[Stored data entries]
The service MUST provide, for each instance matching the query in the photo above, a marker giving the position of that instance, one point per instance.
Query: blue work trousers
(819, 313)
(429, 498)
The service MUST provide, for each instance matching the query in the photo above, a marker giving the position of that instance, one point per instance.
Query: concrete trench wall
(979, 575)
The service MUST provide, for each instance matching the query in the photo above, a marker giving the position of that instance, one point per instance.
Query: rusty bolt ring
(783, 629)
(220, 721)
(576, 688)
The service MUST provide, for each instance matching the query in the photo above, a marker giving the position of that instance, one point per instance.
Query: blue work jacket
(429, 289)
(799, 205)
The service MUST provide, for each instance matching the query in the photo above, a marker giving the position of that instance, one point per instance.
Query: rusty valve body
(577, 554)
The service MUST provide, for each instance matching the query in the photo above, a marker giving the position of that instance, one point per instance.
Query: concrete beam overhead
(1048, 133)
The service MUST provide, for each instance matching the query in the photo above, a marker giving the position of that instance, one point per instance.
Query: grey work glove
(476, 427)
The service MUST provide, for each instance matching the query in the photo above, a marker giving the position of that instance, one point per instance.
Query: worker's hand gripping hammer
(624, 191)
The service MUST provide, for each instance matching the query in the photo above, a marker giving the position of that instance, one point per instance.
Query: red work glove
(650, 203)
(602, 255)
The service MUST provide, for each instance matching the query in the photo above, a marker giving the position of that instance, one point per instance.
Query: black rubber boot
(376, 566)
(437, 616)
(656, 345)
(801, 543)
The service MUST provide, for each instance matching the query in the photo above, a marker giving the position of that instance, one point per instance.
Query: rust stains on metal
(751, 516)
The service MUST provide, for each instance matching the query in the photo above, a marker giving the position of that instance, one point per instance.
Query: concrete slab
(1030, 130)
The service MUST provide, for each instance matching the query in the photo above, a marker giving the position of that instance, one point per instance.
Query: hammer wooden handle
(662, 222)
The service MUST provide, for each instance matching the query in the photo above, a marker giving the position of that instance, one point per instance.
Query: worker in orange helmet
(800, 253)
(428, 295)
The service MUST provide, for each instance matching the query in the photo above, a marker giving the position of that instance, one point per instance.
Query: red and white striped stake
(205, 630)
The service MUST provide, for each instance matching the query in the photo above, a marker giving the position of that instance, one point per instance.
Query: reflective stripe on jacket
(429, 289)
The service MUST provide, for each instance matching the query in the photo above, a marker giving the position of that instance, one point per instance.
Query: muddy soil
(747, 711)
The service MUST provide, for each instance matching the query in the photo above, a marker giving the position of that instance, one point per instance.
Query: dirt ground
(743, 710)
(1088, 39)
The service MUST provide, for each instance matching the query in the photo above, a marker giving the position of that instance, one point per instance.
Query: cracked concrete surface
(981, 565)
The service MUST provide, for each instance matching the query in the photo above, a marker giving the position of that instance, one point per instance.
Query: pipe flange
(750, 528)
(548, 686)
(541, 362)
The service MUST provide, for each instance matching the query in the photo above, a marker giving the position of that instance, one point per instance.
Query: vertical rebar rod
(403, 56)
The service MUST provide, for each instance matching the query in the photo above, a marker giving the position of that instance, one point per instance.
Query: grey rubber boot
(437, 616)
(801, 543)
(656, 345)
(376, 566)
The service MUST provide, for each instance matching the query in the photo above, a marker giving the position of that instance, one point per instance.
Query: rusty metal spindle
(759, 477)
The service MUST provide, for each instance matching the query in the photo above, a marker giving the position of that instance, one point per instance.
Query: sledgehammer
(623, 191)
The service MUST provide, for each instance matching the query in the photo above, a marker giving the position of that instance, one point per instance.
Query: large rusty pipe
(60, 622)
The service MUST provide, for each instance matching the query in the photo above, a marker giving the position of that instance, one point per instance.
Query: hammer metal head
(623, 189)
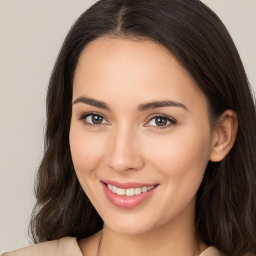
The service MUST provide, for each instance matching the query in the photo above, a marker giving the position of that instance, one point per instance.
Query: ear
(224, 135)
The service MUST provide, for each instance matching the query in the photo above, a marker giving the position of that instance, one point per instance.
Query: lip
(127, 202)
(126, 185)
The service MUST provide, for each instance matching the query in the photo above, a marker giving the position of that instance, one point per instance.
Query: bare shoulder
(55, 247)
(89, 245)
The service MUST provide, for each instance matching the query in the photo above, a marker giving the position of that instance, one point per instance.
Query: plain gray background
(31, 33)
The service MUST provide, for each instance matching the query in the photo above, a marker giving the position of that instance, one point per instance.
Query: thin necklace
(99, 247)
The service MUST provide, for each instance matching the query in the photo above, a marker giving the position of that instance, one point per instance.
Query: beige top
(68, 246)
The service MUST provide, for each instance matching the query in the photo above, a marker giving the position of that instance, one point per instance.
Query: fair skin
(120, 135)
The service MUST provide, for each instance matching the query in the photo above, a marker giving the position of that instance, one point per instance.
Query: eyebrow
(141, 107)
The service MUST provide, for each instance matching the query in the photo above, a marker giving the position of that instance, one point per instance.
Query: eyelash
(171, 121)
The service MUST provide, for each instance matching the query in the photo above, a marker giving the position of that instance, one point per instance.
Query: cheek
(86, 150)
(185, 152)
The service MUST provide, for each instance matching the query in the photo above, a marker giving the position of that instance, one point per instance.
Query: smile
(128, 191)
(129, 194)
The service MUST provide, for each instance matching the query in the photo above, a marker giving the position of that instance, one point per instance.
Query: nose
(124, 150)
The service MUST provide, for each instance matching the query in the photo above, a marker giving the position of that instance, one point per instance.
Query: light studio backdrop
(31, 33)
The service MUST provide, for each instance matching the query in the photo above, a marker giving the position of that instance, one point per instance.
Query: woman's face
(140, 134)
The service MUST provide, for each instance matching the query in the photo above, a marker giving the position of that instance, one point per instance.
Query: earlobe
(224, 135)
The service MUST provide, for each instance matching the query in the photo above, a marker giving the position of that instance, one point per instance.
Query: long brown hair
(226, 200)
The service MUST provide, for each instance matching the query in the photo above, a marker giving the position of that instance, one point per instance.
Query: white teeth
(129, 191)
(137, 191)
(144, 189)
(120, 191)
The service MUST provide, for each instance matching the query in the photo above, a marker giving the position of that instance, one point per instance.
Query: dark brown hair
(226, 200)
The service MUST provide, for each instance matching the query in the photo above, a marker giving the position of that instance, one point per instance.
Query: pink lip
(126, 185)
(127, 202)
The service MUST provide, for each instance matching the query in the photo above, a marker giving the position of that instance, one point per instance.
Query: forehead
(132, 68)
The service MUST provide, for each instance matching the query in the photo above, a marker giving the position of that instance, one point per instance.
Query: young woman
(150, 141)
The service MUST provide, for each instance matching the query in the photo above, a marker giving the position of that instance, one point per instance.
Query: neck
(171, 239)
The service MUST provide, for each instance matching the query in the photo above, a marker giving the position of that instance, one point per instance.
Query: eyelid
(172, 121)
(83, 116)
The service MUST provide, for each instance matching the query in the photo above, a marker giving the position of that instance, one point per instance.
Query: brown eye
(93, 119)
(96, 119)
(161, 121)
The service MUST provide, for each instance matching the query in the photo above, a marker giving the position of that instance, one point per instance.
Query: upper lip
(129, 184)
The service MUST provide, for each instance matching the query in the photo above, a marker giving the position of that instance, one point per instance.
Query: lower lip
(127, 202)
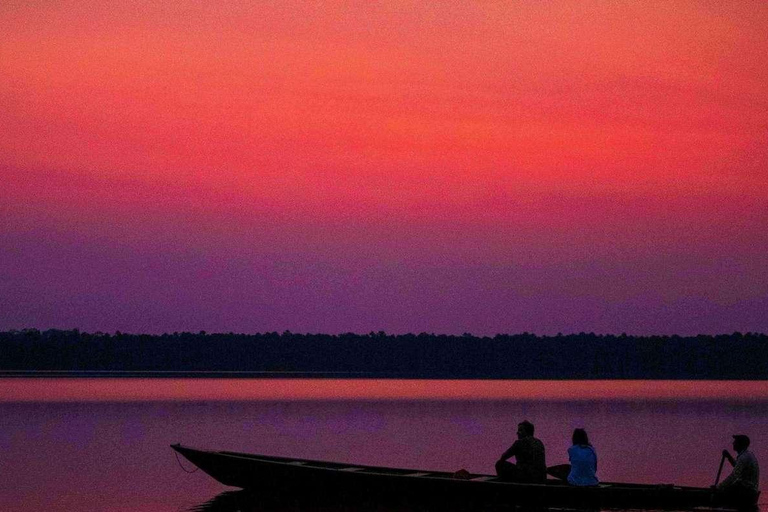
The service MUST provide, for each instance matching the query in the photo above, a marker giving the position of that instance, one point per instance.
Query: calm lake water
(103, 444)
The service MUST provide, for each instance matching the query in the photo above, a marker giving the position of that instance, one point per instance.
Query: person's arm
(510, 452)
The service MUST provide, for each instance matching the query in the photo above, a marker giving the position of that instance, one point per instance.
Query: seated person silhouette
(742, 483)
(529, 457)
(583, 460)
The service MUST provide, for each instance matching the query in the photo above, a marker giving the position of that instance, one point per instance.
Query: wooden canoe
(332, 482)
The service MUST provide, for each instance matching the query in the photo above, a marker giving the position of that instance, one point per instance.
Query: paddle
(720, 469)
(560, 471)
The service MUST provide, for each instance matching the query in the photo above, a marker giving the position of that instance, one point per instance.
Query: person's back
(583, 459)
(530, 457)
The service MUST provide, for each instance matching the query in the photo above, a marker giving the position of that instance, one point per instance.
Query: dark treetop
(520, 356)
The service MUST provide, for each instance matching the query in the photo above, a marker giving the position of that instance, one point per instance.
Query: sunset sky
(443, 167)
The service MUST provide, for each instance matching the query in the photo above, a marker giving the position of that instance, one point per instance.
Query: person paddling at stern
(583, 460)
(742, 483)
(529, 455)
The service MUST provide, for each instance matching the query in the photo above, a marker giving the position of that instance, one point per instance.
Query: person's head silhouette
(525, 429)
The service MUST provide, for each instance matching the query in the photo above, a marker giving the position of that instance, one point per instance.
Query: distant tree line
(518, 356)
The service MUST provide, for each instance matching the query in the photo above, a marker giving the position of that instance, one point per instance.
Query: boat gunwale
(317, 465)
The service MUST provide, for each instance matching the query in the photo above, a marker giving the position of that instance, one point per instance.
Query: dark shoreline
(584, 356)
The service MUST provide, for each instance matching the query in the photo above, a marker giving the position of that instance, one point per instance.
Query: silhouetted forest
(519, 356)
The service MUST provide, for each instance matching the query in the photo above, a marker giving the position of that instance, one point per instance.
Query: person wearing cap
(529, 457)
(743, 480)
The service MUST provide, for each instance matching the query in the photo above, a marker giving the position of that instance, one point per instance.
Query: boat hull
(320, 482)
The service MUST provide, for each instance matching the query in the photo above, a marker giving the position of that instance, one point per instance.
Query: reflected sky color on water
(86, 455)
(140, 390)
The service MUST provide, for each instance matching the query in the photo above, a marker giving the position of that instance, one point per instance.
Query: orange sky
(583, 158)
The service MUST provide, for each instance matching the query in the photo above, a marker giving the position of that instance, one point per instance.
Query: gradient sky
(444, 167)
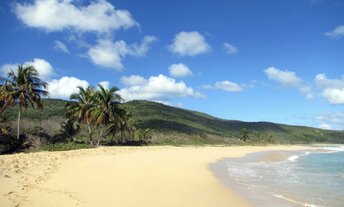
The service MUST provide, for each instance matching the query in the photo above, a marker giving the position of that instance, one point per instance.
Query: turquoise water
(304, 179)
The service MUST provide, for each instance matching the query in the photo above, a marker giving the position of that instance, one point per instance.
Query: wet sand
(121, 176)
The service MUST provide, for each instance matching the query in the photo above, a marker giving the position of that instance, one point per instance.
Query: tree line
(98, 109)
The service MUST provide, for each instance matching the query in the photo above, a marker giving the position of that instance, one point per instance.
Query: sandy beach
(121, 176)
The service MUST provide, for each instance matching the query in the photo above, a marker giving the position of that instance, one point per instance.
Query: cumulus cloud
(105, 84)
(133, 80)
(157, 88)
(189, 44)
(338, 32)
(44, 68)
(333, 89)
(65, 86)
(109, 54)
(289, 79)
(60, 46)
(226, 86)
(57, 15)
(230, 49)
(179, 70)
(331, 120)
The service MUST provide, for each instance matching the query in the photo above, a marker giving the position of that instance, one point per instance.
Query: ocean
(308, 178)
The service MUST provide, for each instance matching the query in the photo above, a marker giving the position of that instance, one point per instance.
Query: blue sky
(279, 61)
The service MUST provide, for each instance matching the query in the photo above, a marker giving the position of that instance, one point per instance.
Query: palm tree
(79, 108)
(69, 129)
(120, 124)
(107, 108)
(5, 99)
(24, 88)
(244, 134)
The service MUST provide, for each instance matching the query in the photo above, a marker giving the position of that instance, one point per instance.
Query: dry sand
(120, 176)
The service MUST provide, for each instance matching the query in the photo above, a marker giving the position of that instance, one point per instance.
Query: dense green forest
(171, 125)
(97, 116)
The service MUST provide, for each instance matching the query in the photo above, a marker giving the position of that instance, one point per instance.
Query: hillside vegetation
(170, 122)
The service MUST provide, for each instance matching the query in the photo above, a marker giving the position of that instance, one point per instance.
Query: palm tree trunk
(90, 132)
(122, 137)
(18, 127)
(100, 135)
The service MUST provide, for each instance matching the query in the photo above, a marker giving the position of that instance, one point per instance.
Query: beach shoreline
(123, 176)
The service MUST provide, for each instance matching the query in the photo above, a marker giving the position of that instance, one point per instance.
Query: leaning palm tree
(69, 129)
(79, 108)
(24, 88)
(107, 108)
(120, 124)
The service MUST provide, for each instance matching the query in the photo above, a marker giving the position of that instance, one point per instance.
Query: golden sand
(120, 176)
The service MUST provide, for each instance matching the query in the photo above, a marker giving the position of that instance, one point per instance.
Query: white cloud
(179, 70)
(230, 49)
(60, 46)
(158, 88)
(338, 32)
(189, 44)
(44, 68)
(289, 79)
(105, 84)
(226, 86)
(133, 80)
(56, 15)
(330, 120)
(109, 54)
(334, 95)
(65, 86)
(333, 89)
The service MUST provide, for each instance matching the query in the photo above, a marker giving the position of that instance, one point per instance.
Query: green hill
(168, 120)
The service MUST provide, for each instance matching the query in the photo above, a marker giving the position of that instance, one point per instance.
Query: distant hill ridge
(168, 119)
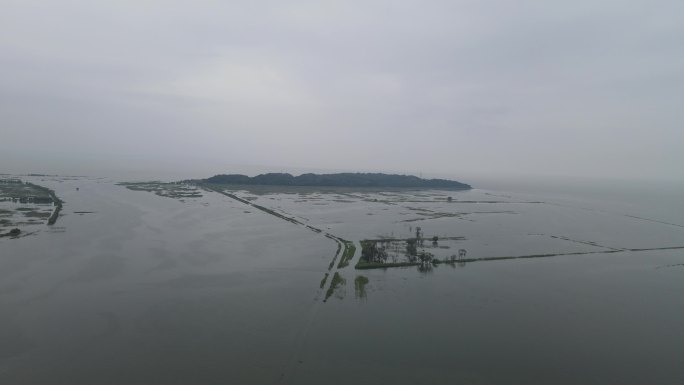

§ **TASK TO CARRY OUT**:
Pictures stay out. Copy exactly, and only, the lines from the one containing "Query: dry sand" through the end of the data.

§ **RESPONSE TO THE EXERCISE**:
Query: dry sand
(120, 176)
The service MUST provide, for each instance matching the query in the photo above, a marker giving the position of that instance, one point per instance.
Query: dense green forest
(171, 125)
(97, 116)
The service MUST provide, for each instance matching the query in the photo above, a marker giving the position of that instance, one point per instance.
Query: hillside vegetation
(170, 122)
The service MUST provide, for each instance matching the query in the photo above, a marker giving the position of that instance, one point per instance.
Query: palm tree trunk
(90, 132)
(122, 137)
(18, 127)
(100, 135)
The service MUST provide, for each instance matching the query in the photo above, a marker giving the position of that instance, one point per instance.
Query: beach shoreline
(123, 176)
The service MUST provide, for each instance matching the query in the photo above, a marker giving the position of that instance, one point per instance.
Query: leaning palm tree
(69, 129)
(79, 108)
(24, 88)
(107, 108)
(120, 124)
The service MUST provide, for each instance matching the query in the photo above, a marker giving the position of that instance, one point per instance.
Query: golden sand
(120, 176)
The service MUST provide, for each instance matching the query in the photo above, a marker giving the position of that instance, one point per instance.
Query: white cloud
(179, 70)
(230, 49)
(60, 46)
(158, 88)
(338, 32)
(189, 44)
(44, 68)
(289, 79)
(105, 84)
(226, 86)
(133, 80)
(56, 15)
(330, 120)
(109, 54)
(334, 95)
(65, 86)
(333, 89)
The service MUST provide, for each instance matching the query in the photo above, a marker giving the position of that instance, one point per instance.
Query: green hill
(168, 120)
The service MUST provide, for each instance matching the query in the photo above, a marker giving the position of that instance, one point per instance.
Query: distant hill ridge
(168, 119)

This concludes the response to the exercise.